Source data below:

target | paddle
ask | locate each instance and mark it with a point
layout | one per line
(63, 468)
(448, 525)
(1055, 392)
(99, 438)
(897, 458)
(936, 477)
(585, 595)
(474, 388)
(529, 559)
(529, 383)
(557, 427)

End of Source data.

Please restate every record above word for word.

## Exercise output:
target | paddle
ask | locate each instance and mark it with a point
layout | one per line
(63, 468)
(448, 525)
(1055, 392)
(99, 438)
(897, 458)
(936, 477)
(585, 595)
(474, 388)
(529, 559)
(529, 383)
(557, 427)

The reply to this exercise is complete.